[Pointing dataset records]
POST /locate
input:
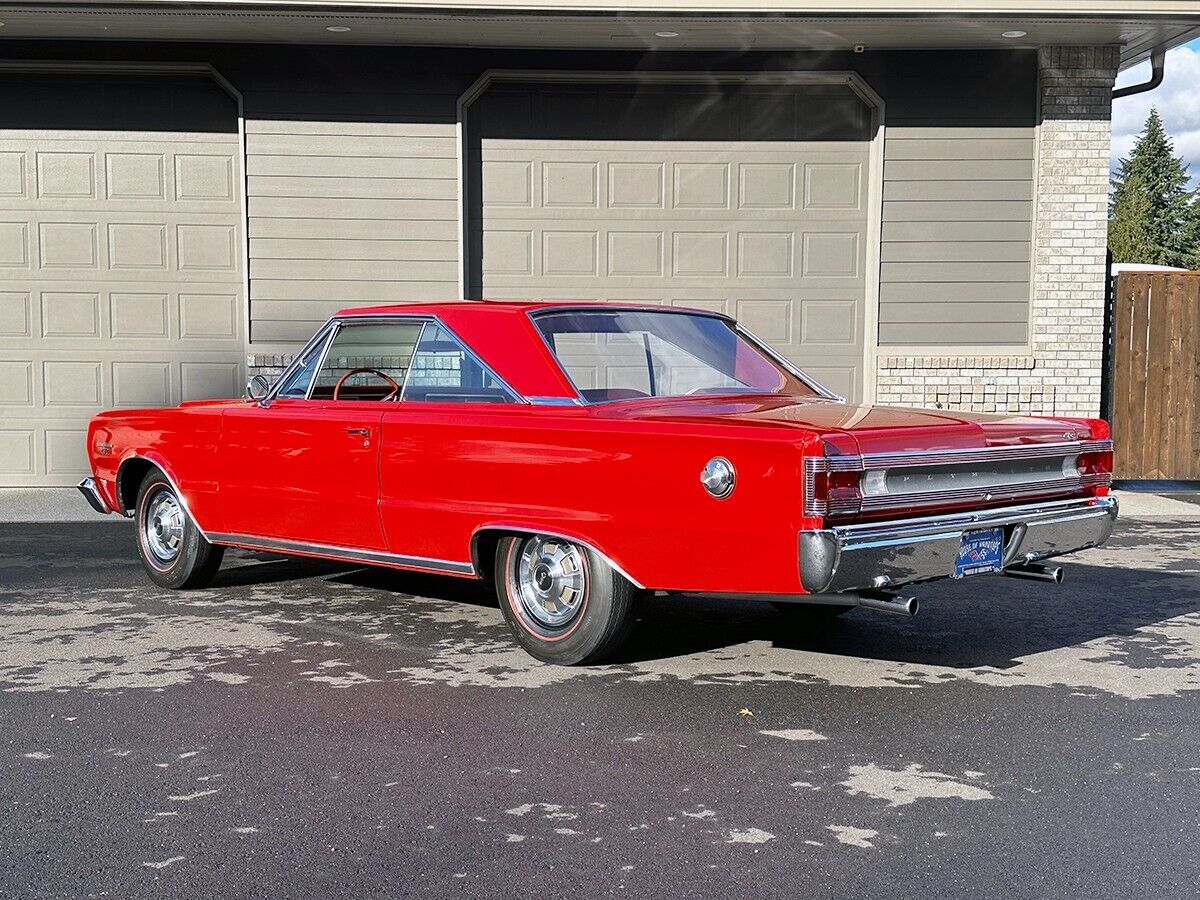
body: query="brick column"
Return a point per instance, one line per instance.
(1071, 223)
(1061, 375)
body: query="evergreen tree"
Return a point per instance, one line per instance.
(1153, 217)
(1128, 225)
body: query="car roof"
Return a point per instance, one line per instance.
(501, 307)
(502, 335)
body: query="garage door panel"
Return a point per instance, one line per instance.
(121, 274)
(660, 196)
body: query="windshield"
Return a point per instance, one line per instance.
(627, 354)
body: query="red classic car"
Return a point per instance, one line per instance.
(579, 456)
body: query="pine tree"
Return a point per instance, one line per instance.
(1153, 217)
(1128, 225)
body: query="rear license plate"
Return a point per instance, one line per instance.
(981, 552)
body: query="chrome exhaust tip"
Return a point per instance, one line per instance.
(1037, 573)
(91, 493)
(888, 603)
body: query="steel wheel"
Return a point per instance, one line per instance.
(163, 526)
(551, 582)
(173, 551)
(562, 600)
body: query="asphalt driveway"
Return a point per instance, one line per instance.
(312, 730)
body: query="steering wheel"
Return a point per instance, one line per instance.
(395, 388)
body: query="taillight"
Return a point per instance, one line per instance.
(832, 491)
(1096, 468)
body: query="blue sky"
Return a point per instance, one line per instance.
(1177, 100)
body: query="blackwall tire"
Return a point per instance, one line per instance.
(562, 601)
(171, 547)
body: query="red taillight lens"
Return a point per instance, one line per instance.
(1096, 468)
(837, 493)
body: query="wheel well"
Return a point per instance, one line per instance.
(483, 549)
(129, 479)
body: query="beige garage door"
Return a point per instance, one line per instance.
(747, 199)
(120, 257)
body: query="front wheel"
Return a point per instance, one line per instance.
(562, 601)
(172, 549)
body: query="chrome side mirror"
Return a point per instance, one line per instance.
(257, 388)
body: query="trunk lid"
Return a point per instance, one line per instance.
(873, 429)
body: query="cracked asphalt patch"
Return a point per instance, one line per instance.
(304, 729)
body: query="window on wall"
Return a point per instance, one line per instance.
(444, 371)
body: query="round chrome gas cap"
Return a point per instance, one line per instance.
(718, 478)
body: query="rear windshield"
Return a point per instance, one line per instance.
(628, 354)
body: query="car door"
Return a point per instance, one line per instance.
(304, 465)
(442, 447)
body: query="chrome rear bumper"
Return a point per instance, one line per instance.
(882, 555)
(91, 493)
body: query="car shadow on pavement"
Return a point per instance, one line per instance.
(991, 622)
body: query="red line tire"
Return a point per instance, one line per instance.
(171, 547)
(562, 601)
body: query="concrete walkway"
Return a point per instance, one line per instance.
(64, 504)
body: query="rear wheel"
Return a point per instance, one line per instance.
(172, 549)
(562, 601)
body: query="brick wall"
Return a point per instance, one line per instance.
(1062, 373)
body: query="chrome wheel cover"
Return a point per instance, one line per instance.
(551, 583)
(163, 526)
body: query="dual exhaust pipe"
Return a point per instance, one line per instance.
(885, 601)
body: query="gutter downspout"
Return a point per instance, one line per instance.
(1157, 67)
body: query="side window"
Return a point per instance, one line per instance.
(367, 361)
(443, 371)
(297, 385)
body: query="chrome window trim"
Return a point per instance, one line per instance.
(336, 323)
(735, 325)
(786, 364)
(408, 369)
(324, 354)
(321, 334)
(469, 352)
(352, 555)
(556, 401)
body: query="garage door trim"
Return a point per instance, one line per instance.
(187, 69)
(853, 81)
(196, 70)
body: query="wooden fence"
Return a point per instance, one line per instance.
(1156, 376)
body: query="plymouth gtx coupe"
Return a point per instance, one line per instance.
(581, 456)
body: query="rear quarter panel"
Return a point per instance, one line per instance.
(629, 489)
(183, 442)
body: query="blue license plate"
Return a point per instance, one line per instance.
(981, 552)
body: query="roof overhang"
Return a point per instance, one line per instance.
(628, 24)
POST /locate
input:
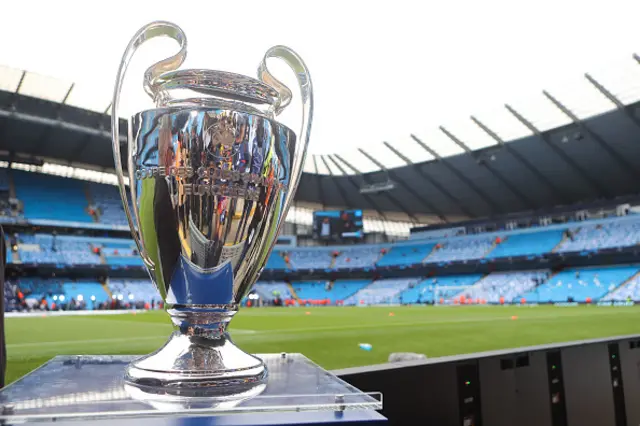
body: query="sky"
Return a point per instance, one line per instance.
(381, 71)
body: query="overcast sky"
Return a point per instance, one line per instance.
(381, 70)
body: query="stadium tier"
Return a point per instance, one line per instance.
(581, 285)
(45, 197)
(335, 292)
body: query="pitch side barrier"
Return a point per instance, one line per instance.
(582, 383)
(604, 257)
(40, 314)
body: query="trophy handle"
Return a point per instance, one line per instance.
(154, 29)
(301, 71)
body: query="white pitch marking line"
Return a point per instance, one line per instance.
(122, 339)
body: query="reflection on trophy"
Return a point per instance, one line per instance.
(211, 177)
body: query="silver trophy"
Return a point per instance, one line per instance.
(211, 177)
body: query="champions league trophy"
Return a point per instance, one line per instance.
(211, 177)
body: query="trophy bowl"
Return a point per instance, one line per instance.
(211, 177)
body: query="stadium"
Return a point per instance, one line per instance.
(508, 242)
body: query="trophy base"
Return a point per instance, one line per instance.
(198, 366)
(89, 390)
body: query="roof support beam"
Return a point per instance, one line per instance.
(492, 205)
(19, 86)
(34, 119)
(66, 97)
(318, 182)
(340, 190)
(429, 179)
(560, 153)
(557, 192)
(481, 162)
(613, 99)
(410, 190)
(594, 136)
(355, 185)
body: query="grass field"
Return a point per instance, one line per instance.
(329, 336)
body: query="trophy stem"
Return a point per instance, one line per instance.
(200, 356)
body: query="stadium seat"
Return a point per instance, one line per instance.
(379, 292)
(51, 197)
(321, 290)
(579, 284)
(406, 254)
(431, 290)
(527, 244)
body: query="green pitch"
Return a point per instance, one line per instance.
(329, 336)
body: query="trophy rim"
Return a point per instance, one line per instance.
(238, 86)
(217, 105)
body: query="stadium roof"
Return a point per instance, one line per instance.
(384, 111)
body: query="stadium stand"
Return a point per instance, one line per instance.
(467, 248)
(359, 257)
(527, 244)
(51, 197)
(380, 292)
(62, 250)
(131, 290)
(91, 292)
(276, 261)
(311, 259)
(406, 254)
(431, 290)
(615, 233)
(580, 285)
(107, 201)
(626, 292)
(505, 286)
(270, 290)
(338, 291)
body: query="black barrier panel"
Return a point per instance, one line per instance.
(568, 384)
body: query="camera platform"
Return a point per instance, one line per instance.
(90, 390)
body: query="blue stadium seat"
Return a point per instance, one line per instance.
(276, 261)
(322, 290)
(385, 291)
(467, 248)
(580, 284)
(51, 197)
(427, 290)
(527, 244)
(406, 254)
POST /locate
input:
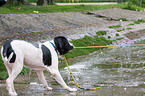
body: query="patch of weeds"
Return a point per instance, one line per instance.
(101, 33)
(130, 33)
(109, 37)
(4, 75)
(121, 30)
(123, 19)
(89, 13)
(36, 33)
(87, 41)
(131, 24)
(120, 38)
(115, 26)
(117, 34)
(129, 28)
(139, 21)
(100, 16)
(136, 22)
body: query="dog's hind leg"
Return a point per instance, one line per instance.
(57, 76)
(42, 79)
(16, 69)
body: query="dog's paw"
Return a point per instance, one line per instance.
(72, 89)
(49, 88)
(13, 93)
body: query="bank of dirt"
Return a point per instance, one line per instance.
(45, 26)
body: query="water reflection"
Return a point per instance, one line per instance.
(119, 72)
(117, 67)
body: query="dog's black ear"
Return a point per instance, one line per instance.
(62, 45)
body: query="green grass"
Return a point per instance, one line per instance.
(87, 41)
(123, 19)
(117, 34)
(121, 30)
(139, 21)
(57, 8)
(101, 33)
(115, 26)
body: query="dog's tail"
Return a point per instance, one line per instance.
(8, 52)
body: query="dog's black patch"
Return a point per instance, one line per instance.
(7, 50)
(62, 45)
(46, 55)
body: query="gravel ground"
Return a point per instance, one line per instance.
(45, 26)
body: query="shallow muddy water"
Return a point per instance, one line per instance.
(118, 71)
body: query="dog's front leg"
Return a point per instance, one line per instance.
(59, 79)
(42, 79)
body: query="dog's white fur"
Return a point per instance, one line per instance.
(29, 56)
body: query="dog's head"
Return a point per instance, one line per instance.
(62, 45)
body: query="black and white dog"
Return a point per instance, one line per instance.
(19, 53)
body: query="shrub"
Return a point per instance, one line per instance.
(101, 33)
(117, 34)
(109, 37)
(115, 26)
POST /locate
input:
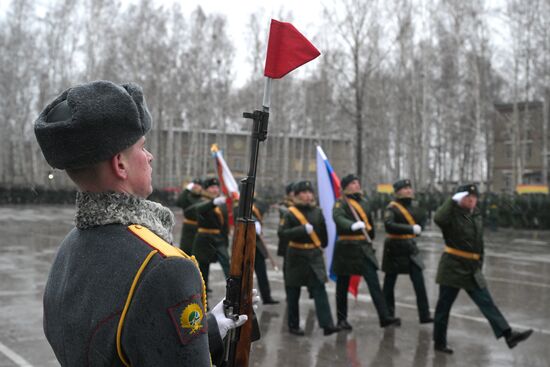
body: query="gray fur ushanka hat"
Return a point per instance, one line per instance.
(90, 123)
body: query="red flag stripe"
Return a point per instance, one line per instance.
(287, 49)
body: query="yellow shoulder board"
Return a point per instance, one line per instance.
(164, 248)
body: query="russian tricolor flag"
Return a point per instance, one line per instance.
(330, 190)
(328, 184)
(228, 184)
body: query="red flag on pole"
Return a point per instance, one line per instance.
(287, 49)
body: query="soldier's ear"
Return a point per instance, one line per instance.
(119, 166)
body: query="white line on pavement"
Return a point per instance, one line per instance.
(16, 358)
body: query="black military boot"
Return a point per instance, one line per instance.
(514, 337)
(297, 331)
(427, 320)
(443, 349)
(344, 325)
(270, 301)
(395, 321)
(330, 330)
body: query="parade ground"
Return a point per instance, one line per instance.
(517, 267)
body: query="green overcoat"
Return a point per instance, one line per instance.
(463, 231)
(304, 267)
(351, 256)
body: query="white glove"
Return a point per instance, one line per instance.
(358, 225)
(459, 196)
(224, 323)
(220, 200)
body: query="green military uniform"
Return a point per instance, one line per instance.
(354, 255)
(259, 260)
(283, 209)
(186, 201)
(211, 241)
(305, 265)
(401, 254)
(460, 268)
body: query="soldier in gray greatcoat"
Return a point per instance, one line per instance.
(460, 268)
(118, 292)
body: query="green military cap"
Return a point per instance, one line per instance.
(303, 186)
(346, 180)
(400, 184)
(212, 181)
(470, 188)
(289, 188)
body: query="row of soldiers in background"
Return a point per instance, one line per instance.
(527, 211)
(205, 231)
(302, 233)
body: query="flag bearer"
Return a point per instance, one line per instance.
(211, 241)
(190, 196)
(304, 227)
(460, 267)
(353, 252)
(401, 254)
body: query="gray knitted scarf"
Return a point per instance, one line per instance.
(98, 209)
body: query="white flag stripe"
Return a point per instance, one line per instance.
(228, 178)
(326, 201)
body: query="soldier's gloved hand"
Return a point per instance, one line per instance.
(220, 200)
(459, 196)
(224, 323)
(258, 226)
(358, 226)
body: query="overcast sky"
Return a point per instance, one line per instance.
(307, 17)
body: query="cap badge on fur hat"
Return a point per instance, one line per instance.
(90, 123)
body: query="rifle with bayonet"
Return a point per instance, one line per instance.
(238, 298)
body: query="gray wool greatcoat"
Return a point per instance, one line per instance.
(86, 291)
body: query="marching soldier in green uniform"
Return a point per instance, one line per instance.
(211, 241)
(190, 196)
(261, 254)
(287, 202)
(304, 227)
(353, 252)
(460, 267)
(401, 255)
(118, 292)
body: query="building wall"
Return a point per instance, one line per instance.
(531, 141)
(281, 159)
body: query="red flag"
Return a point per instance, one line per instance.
(287, 49)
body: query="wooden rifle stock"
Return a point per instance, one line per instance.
(356, 217)
(238, 295)
(239, 284)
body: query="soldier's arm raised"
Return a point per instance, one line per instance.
(166, 324)
(443, 215)
(290, 229)
(393, 227)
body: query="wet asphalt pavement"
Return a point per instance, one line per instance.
(517, 268)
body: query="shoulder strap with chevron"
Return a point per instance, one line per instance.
(359, 209)
(404, 211)
(163, 248)
(298, 214)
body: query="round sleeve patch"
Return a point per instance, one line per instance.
(188, 318)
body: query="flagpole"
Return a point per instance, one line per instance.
(267, 94)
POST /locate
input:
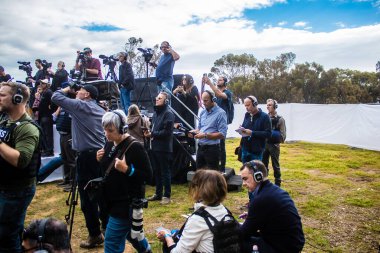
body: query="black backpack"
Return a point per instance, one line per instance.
(226, 231)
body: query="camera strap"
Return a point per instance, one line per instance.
(121, 152)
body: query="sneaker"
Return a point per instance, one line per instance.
(154, 198)
(165, 201)
(92, 241)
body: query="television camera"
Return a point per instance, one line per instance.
(25, 66)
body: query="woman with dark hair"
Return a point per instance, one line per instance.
(208, 189)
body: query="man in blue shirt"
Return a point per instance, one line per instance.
(224, 101)
(164, 70)
(212, 128)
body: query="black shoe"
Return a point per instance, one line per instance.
(154, 198)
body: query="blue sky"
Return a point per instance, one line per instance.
(318, 16)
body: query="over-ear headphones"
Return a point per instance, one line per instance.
(122, 122)
(17, 97)
(41, 237)
(254, 100)
(257, 174)
(212, 96)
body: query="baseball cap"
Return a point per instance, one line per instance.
(92, 90)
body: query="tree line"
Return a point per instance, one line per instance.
(280, 78)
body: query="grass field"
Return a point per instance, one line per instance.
(336, 190)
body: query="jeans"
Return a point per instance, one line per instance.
(13, 205)
(247, 156)
(162, 168)
(117, 231)
(208, 156)
(125, 99)
(87, 169)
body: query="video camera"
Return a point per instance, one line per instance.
(147, 53)
(25, 66)
(108, 60)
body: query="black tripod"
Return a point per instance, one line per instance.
(72, 201)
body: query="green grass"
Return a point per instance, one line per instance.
(335, 188)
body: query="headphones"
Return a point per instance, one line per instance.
(18, 97)
(122, 122)
(257, 174)
(254, 100)
(41, 237)
(212, 96)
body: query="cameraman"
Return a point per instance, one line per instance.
(92, 66)
(124, 184)
(164, 70)
(87, 138)
(59, 77)
(126, 81)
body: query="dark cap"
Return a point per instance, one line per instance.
(92, 90)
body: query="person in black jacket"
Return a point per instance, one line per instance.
(161, 138)
(126, 81)
(256, 128)
(273, 222)
(124, 186)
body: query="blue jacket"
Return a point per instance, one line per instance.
(261, 127)
(273, 213)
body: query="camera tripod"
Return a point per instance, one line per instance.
(146, 86)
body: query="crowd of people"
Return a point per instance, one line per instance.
(127, 150)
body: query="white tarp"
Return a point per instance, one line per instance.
(355, 125)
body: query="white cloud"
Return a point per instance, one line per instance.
(51, 30)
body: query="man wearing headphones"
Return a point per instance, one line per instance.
(224, 101)
(164, 70)
(212, 127)
(256, 128)
(59, 77)
(91, 65)
(87, 138)
(272, 146)
(46, 236)
(161, 137)
(126, 81)
(272, 222)
(19, 161)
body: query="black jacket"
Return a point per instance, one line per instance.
(162, 130)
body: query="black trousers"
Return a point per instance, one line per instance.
(208, 156)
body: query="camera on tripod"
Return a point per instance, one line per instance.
(25, 66)
(147, 53)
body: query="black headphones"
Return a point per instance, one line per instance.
(257, 174)
(254, 100)
(18, 97)
(212, 96)
(41, 237)
(122, 122)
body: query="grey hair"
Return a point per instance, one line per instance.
(111, 118)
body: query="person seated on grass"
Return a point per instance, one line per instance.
(208, 189)
(272, 222)
(48, 234)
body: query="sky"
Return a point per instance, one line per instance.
(334, 33)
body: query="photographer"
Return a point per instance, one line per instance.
(87, 138)
(90, 66)
(124, 184)
(164, 70)
(59, 77)
(126, 81)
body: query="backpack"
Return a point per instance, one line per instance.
(226, 231)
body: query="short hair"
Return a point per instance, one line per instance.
(209, 186)
(25, 92)
(112, 119)
(259, 165)
(55, 233)
(133, 110)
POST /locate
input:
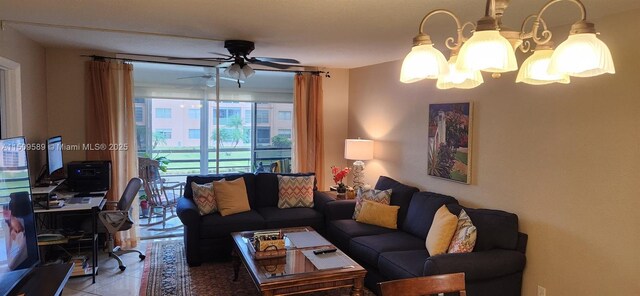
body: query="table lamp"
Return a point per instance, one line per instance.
(358, 150)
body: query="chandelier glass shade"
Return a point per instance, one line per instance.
(423, 62)
(487, 51)
(535, 69)
(464, 79)
(581, 55)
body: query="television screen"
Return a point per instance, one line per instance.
(18, 238)
(54, 155)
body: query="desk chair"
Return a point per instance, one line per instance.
(426, 285)
(159, 194)
(119, 220)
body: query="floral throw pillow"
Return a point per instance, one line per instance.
(379, 196)
(204, 197)
(464, 239)
(295, 191)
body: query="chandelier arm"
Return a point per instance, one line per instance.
(546, 33)
(451, 43)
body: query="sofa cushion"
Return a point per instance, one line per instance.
(231, 196)
(249, 182)
(367, 248)
(340, 232)
(374, 195)
(495, 229)
(378, 214)
(402, 264)
(422, 209)
(401, 195)
(441, 232)
(216, 226)
(266, 188)
(292, 217)
(295, 192)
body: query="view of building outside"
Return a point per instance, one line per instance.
(255, 135)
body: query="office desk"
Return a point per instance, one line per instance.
(45, 280)
(92, 207)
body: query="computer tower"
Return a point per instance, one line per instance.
(89, 176)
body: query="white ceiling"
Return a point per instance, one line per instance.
(326, 33)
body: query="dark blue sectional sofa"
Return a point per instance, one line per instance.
(494, 267)
(207, 238)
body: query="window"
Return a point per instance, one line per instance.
(139, 114)
(263, 136)
(194, 134)
(285, 132)
(163, 112)
(262, 116)
(226, 115)
(163, 134)
(284, 115)
(194, 113)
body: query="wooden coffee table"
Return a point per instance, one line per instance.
(295, 273)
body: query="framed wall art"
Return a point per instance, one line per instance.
(449, 151)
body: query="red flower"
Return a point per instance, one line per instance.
(339, 174)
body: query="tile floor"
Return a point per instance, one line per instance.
(110, 280)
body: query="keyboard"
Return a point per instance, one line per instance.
(78, 200)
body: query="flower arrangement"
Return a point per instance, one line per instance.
(338, 175)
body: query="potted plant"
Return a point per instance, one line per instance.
(338, 176)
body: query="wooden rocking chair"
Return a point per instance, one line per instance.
(160, 195)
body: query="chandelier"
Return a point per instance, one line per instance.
(492, 47)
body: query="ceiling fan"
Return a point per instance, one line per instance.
(238, 60)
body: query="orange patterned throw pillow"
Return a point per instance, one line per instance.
(204, 197)
(465, 237)
(295, 191)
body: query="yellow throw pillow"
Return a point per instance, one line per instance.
(441, 232)
(379, 214)
(231, 196)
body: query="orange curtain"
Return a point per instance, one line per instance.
(308, 132)
(110, 123)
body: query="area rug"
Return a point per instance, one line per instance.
(166, 273)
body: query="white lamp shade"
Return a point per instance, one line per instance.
(582, 55)
(459, 79)
(424, 61)
(358, 149)
(487, 51)
(535, 70)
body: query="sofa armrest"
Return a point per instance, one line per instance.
(320, 200)
(188, 212)
(339, 209)
(477, 265)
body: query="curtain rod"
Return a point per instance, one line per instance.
(84, 28)
(98, 57)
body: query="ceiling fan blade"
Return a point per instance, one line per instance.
(269, 64)
(199, 76)
(221, 54)
(278, 60)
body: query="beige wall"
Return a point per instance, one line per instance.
(66, 98)
(565, 158)
(336, 107)
(31, 57)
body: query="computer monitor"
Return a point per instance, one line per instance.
(18, 239)
(54, 158)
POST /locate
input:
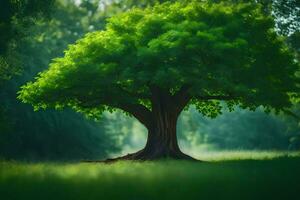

YOUR INSTRUCTIONS
Report every line of the records above that contains the string "windshield", copying each such line in full. Case counts.

SOLVED EXERCISE
body: query="windshield"
body: query="rear windshield"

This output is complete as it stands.